TEXTO PROPORCIONADO →
★ ★ ★ ★ ★ ★ ★

Por Elizabeth Juárez Cordero
Los feminismos nos han hecho militantes de una condición que se hizo causa compartida, la de las desigualdades y las violencias que nos igualan, que nos dan identidad y nos agrupan aun en las diferencias y los contextos cotidianos, porque nos sabemos parte de la historia de la otra, de sus vivencias, de sus encuentros, de las violencias y las barreras externas tanto como las propias, porque aunque le perdimos el miedo a la manifestación, no somos ajenas a las resistencias del opresor, que a la primera oportunidad se desliza como contradicción, como conducta o enjuiciamiento sobre las otras pero también contra nosotras mismas.
Porque la conciencia de género que hemos adquirido no es perenne, por el contrario, nos demanda en el tiempo un esfuerzo mayor de consistencia, porque resultado de un proceso sinuoso y a veces doloroso, no llegó de una vez y para siempre, y porque no está puesto solo en la exigencia y el señalamiento de la conducta de los otros, de los hombres, de las otras, las instituciones o el Estado, sino también sobre nosotras mismas, en la manera en que nos habitamos y cohabitamos dentro de un sistema dominante, y siempre dispuesto a hacer volver a las rebeldes.
Porque, aunque aprendimos a reconocernos, a fortalecernos en nuestras capacidades y potencialidades, a moderar la autoexigencia, a callar a la impostora, a hacernos escuchar y reafirmar nuestro lugar en el espacio público, tanto como a sublevarnos de los cautiverios heredados de nuestras mujeres, abuelas y madres, seguimos siendo presas de la contradicción implantada, que nos recuerda que habernos salido del guion tiene no solo un costo social sino también personal, íntimo.
Repensarnos y coexistir es un desafío permanente, porque implica actuar y tomar postura ante todo lo demás, el acontecer social, lo económico, los problemas de la seguridad, el rezago educativo o las carencias en salud, como las elecciones de quienes hoy se disputan el poder, más allá de los partidos y sus visiones de país, incluso de las propias motivaciones e intereses personales; implica pues, repensarnos desde un entendimiento en el que nuestra militancia de género, la reivindicación de nuestros derechos y libertades, son innegociables.
No porque nuestra lucha trascienda los grandes problemas nacionales, sino porque las desigualdades y las violencias de las que somos objeto no solo atraviesan al resto de las problemáticas, sino porque en nosotras se acentúan sus efectos y con estos los desequilibrios existentes, porque, aunque se repita con insistencia, bien vale no perder de vista que no es lo mismo vivir en una condición de pobreza, que ser pobre y ser mujer, que ser indígena, o mujer adulta mayor, analfabeta, económicamente dependiente, sin acceso a seguridad social, o a vivir en un municipio altamente violento donde impera el control de grupos de la delincuencia organizada sobre las distintas esferas de la vida comunitaria; porque ahí el peligro de ser mujer es exponencial.

★ ★ ★ ★ ★ ★ ★

Registros de una colección de datos →
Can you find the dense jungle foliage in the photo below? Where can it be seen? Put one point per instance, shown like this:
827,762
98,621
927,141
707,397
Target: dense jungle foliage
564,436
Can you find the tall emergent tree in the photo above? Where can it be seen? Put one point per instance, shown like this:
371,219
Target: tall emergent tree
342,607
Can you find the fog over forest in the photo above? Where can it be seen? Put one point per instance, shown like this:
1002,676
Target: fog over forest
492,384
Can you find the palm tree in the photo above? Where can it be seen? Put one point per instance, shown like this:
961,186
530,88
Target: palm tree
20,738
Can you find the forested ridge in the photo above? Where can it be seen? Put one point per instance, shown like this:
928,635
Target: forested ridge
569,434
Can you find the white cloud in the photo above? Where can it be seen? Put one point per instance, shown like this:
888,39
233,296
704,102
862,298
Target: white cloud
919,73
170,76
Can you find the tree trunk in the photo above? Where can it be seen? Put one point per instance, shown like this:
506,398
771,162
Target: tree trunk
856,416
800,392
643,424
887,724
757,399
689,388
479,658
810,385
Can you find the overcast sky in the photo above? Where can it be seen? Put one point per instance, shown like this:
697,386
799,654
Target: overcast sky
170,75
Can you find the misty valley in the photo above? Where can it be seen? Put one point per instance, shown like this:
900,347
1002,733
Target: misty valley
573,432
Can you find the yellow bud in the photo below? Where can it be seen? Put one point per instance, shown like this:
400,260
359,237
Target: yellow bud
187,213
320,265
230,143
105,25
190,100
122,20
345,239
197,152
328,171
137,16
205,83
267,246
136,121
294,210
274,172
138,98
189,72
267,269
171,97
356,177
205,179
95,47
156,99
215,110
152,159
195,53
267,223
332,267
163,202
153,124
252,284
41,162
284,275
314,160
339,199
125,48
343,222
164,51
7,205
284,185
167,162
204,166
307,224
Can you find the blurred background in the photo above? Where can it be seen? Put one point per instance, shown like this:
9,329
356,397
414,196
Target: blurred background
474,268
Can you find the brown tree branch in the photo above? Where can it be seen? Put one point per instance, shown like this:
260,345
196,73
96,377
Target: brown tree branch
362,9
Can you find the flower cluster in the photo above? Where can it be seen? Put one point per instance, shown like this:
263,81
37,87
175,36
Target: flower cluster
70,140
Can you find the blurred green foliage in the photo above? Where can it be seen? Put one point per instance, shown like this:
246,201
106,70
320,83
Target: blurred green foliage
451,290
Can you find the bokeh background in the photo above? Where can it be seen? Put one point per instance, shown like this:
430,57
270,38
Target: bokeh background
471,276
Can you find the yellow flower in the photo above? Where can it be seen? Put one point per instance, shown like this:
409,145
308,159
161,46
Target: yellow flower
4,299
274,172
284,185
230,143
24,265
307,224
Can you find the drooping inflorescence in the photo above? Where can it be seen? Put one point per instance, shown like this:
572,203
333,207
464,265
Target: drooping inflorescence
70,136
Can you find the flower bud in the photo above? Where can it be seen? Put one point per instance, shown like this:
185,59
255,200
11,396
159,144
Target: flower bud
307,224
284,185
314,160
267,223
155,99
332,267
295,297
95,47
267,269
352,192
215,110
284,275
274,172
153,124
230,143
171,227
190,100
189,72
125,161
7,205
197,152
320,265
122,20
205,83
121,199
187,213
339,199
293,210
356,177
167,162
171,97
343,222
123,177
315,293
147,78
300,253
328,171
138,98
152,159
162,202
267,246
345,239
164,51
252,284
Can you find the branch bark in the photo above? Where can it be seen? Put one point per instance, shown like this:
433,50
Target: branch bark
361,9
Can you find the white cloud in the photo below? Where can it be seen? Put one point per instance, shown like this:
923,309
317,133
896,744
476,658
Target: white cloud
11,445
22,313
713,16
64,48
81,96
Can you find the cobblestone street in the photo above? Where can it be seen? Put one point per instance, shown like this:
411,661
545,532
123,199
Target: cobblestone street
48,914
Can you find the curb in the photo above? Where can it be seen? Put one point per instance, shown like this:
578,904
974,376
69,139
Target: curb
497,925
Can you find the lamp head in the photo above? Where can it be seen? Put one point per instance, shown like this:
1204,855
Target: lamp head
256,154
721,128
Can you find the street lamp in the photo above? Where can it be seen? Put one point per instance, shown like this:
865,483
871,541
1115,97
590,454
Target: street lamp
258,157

★ ★ ★ ★ ★ ★ ★

INSTRUCCIONES DE LA TAREA →
Continúa el texto sobre los feminismos y la conciencia de género, que aparece más arriba, antes de las líneas. Empieza justo después de la frase que termina en «el peligro de ser mujer es exponencial».

RESULTADO DE LA TAREA →
Ahí estamos, en esa persistente rebeldía, las feministas que no éramos y que hace apenas algunos años empezamos a marchar cada marzo, porque callar ya no era ni sigue siendo opción, porque hicimos de la indignación y el reclamo de justicia una fiesta violeta que hermana, pero que al paso del tiempo y del espacio, nos compromete aún más con lo que somos, con lo que hemos decidido defender como convicción en lo público, pero aún más en lo privado.
Porque nos seguimos entrenando en relacionarnos desde posiciones más igualitarias, más libres en donde la dignidad es el primer y principal límite frente a cualquier intentona por tocar el terreno ganado, el de afuera pero también el de nuestras propias conciencias, donde la sororidad es práctica de reciprocidad, que no es precepto ni algo intrínseco al género, porque ser sorora es reafirmación un día y otro también de hermandad, de apoyo compartido que nos coloca por encima de nuestra naturaleza humana del “yo sobre el resto”, de la rivalidad que el patriarcado incrustó e incentivó entre nosotras; es pues una forma de vida que nos obliga a no dejarnos sucumbir ante lo contingente, porque nos demanda en colectivo a mantenernos en estado de alerta permanente, en persistente rebeldía.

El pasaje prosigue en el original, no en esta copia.